**TASK OBJECTIVE:**
Format the data from the line containing "Target: far shoreline" through the end as a Markdown table with two columns: Row, holding a running number, and Entry, holding the line itself. Skip any blank lines.

**ITEMS:**
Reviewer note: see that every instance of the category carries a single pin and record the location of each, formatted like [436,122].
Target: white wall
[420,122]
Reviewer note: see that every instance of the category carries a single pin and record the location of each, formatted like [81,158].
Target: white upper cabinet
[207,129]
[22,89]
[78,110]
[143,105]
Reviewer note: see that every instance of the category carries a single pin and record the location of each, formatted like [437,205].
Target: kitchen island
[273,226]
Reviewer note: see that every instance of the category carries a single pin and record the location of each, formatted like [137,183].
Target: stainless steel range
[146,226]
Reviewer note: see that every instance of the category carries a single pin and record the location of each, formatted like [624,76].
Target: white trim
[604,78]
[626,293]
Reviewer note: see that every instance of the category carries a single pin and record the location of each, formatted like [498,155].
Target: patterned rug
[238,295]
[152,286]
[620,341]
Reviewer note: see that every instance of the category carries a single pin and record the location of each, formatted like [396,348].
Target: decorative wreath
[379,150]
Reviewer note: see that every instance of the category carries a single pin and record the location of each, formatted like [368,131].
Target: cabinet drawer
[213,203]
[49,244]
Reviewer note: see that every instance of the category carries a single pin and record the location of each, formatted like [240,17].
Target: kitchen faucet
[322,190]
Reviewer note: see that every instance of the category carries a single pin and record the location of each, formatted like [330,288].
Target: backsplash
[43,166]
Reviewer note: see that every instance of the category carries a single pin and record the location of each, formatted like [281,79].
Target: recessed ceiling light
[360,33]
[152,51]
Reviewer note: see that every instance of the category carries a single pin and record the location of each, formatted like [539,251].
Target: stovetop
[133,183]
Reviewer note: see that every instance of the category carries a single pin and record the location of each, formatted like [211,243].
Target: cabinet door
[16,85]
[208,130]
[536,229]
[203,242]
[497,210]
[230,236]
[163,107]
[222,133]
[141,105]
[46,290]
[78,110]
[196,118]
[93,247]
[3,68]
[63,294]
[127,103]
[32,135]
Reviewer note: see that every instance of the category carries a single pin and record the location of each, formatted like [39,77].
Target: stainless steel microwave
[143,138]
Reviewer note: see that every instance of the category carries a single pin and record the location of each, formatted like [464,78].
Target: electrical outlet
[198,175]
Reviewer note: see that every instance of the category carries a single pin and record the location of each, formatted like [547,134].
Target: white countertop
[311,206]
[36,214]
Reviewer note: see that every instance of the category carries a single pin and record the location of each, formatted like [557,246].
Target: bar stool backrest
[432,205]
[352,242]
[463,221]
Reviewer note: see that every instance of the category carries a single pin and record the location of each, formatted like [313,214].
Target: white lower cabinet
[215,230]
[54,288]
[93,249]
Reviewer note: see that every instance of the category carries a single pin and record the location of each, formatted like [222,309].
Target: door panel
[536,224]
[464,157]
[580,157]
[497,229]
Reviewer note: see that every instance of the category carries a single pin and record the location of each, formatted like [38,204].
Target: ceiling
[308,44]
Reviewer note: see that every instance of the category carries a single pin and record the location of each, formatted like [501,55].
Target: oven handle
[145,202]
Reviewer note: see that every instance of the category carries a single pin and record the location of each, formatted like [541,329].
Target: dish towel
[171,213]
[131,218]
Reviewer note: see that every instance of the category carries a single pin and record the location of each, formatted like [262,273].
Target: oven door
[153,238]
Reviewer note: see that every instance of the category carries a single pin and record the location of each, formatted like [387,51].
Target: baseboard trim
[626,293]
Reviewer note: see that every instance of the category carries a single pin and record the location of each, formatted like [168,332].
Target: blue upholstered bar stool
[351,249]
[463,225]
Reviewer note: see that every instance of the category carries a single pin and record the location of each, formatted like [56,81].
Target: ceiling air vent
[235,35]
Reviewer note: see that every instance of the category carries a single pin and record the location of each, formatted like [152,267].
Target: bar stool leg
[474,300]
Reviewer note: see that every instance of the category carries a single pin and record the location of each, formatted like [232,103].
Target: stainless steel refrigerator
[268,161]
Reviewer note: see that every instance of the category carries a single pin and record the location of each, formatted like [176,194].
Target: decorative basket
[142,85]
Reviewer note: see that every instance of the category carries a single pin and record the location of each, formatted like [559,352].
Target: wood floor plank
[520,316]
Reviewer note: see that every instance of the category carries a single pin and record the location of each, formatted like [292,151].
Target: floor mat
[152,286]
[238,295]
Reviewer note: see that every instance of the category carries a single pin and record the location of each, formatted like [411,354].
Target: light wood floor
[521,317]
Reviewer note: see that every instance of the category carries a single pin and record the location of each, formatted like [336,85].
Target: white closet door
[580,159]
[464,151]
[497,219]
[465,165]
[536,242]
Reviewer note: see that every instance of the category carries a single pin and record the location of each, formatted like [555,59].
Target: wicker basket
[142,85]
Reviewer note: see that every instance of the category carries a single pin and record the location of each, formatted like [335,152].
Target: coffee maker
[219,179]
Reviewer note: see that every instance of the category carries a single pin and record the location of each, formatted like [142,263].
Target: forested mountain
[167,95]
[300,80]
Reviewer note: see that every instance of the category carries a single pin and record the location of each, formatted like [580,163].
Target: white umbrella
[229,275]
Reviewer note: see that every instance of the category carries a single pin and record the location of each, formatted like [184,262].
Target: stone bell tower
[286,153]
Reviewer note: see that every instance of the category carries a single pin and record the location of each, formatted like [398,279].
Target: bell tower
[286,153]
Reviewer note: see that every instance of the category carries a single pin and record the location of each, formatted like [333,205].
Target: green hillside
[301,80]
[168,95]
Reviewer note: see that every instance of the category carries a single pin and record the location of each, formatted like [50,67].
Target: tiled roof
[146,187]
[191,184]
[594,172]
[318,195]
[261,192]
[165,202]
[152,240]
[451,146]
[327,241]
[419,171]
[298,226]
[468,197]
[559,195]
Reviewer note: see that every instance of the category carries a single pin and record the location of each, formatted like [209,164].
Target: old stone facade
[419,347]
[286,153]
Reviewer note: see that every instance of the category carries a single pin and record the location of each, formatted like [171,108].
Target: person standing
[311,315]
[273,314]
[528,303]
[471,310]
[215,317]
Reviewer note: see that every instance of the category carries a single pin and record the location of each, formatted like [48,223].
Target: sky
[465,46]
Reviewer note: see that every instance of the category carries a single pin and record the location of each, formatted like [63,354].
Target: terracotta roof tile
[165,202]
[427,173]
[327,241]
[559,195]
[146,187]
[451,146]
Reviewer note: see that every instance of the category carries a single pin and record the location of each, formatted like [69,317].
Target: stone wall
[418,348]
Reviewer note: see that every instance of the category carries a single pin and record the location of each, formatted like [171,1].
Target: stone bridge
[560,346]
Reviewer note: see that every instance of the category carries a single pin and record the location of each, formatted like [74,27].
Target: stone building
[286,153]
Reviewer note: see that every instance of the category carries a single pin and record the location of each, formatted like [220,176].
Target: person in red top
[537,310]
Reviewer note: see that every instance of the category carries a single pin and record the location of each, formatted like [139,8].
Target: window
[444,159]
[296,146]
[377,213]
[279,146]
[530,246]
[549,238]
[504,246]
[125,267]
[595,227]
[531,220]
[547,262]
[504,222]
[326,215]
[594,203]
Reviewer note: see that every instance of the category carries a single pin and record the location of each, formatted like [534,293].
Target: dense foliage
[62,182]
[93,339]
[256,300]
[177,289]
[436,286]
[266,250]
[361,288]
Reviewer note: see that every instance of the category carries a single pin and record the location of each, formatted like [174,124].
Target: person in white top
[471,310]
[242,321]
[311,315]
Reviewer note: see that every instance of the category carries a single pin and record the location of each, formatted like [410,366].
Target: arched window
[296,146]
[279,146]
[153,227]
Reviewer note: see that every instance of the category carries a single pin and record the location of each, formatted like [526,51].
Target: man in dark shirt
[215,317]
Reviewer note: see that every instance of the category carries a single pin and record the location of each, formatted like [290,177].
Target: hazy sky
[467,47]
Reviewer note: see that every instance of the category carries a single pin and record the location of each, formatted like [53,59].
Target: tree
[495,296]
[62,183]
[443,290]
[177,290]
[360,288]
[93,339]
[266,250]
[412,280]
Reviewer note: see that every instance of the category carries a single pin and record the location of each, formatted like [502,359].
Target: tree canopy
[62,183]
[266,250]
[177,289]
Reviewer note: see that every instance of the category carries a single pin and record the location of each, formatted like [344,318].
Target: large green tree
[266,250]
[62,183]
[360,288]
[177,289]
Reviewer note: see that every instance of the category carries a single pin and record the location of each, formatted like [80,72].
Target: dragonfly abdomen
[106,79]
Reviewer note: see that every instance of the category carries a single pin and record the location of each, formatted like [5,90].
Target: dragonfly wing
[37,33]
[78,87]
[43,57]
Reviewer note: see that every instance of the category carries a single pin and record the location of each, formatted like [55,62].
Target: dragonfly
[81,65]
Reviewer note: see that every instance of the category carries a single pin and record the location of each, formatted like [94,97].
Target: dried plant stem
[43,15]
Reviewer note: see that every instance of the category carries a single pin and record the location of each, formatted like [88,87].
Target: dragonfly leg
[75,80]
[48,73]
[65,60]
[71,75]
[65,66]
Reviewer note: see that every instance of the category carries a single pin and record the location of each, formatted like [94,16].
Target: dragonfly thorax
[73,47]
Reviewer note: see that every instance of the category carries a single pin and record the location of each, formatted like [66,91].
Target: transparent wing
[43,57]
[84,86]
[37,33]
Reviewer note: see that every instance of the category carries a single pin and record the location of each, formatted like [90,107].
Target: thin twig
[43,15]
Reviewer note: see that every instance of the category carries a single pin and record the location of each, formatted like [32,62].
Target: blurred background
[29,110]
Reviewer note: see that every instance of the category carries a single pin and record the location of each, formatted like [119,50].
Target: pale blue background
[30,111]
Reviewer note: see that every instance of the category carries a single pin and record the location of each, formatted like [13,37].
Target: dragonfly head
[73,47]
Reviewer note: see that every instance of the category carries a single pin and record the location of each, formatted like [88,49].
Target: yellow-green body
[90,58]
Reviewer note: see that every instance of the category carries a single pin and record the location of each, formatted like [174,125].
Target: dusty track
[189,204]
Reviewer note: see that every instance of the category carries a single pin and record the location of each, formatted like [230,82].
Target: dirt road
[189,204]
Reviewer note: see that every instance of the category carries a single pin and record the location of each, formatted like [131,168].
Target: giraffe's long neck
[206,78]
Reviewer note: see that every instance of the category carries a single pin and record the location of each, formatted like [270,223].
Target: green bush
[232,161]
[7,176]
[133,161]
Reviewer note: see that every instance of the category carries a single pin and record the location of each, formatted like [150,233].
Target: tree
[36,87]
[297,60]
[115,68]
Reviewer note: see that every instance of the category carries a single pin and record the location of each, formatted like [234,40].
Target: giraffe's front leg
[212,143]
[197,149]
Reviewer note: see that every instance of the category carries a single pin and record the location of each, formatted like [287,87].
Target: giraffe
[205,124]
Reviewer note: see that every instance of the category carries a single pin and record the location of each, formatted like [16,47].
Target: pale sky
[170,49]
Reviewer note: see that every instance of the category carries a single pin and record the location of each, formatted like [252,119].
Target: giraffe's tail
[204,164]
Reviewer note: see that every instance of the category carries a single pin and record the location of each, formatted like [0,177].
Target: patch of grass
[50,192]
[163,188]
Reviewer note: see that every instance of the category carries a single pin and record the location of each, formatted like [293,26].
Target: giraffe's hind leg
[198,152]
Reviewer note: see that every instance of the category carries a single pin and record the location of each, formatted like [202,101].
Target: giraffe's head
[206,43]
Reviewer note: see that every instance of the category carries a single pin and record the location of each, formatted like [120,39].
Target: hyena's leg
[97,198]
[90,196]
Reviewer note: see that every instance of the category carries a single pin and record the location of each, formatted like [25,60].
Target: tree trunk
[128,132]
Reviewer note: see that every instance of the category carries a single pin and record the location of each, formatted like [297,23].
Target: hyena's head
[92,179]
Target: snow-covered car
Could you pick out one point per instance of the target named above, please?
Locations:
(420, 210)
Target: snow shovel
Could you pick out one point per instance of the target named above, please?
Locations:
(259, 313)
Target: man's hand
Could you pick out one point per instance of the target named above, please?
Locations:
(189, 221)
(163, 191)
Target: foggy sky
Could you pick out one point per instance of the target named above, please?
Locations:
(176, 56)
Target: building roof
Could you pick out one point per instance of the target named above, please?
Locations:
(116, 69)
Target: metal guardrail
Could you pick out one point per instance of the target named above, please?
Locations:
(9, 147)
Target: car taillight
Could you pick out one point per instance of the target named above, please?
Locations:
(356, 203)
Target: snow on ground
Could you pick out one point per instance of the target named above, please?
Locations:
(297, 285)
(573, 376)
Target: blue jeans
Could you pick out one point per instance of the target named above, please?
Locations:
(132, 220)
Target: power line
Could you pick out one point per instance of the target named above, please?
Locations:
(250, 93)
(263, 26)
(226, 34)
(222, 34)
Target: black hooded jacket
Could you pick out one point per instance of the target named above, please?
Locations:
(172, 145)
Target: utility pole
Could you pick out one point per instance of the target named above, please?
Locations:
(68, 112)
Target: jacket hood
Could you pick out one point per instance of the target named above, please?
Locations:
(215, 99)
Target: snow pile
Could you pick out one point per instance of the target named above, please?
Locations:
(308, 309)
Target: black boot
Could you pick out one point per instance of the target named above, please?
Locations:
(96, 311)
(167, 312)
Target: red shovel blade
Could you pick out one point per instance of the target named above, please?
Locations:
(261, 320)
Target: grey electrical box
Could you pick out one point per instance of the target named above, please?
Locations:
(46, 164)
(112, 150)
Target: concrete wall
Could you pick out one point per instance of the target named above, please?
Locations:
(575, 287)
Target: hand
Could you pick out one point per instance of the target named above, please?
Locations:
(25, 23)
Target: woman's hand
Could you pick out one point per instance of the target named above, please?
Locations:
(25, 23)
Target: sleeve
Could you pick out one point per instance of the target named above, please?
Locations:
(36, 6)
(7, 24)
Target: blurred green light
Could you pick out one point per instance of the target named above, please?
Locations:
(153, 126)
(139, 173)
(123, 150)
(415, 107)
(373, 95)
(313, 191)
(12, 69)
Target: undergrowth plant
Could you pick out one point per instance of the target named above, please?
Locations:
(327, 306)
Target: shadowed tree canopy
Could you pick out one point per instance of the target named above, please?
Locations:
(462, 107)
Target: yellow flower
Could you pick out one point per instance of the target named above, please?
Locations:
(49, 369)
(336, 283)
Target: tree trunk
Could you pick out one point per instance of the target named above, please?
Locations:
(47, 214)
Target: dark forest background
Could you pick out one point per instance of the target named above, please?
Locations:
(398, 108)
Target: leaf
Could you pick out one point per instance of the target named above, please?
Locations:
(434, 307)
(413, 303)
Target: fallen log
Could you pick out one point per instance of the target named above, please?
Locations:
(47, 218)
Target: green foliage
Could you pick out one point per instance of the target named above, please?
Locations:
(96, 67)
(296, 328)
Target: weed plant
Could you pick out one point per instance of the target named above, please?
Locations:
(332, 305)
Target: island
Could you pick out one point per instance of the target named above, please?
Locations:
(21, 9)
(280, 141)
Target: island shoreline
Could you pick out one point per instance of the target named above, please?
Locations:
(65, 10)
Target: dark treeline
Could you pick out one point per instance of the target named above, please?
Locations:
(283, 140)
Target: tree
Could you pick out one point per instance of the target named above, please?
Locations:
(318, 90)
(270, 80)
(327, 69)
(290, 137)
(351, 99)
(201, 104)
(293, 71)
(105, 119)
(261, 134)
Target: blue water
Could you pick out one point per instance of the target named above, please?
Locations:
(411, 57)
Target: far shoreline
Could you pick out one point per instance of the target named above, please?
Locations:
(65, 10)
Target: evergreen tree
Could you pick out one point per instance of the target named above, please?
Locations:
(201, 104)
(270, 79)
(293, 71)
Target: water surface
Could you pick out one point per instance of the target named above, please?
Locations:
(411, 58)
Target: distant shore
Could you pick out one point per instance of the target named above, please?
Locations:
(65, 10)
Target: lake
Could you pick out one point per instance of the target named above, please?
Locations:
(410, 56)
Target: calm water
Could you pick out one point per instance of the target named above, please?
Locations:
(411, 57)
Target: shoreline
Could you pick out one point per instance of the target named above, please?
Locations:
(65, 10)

**COMPLETE OUTPUT:**
| Row | Entry |
|---|---|
| 1 | Target: far shoreline |
| 2 | Could you pick out one point per instance of the target named above, please? |
| 3 | Locations: |
| 4 | (65, 10) |
| 5 | Target: evergreen tree |
| 6 | Could you pick out one point per instance of the target named above, please? |
| 7 | Locations: |
| 8 | (201, 104) |
| 9 | (270, 79) |
| 10 | (293, 71) |
| 11 | Target: water surface |
| 12 | Could you pick out one point per instance of the target named above, please? |
| 13 | Locations: |
| 14 | (411, 58) |
| 15 | Target: distant shore |
| 16 | Could you pick out one point per instance of the target named above, please? |
| 17 | Locations: |
| 18 | (65, 10) |
| 19 | Target: lake |
| 20 | Could you pick out one point per instance of the target named above, please? |
| 21 | Locations: |
| 22 | (410, 56) |
| 23 | Target: calm water |
| 24 | Could you pick out one point per instance of the target named above, please? |
| 25 | Locations: |
| 26 | (411, 57) |
| 27 | Target: shoreline |
| 28 | Could you pick out one point per instance of the target named above, please? |
| 29 | Locations: |
| 30 | (65, 10) |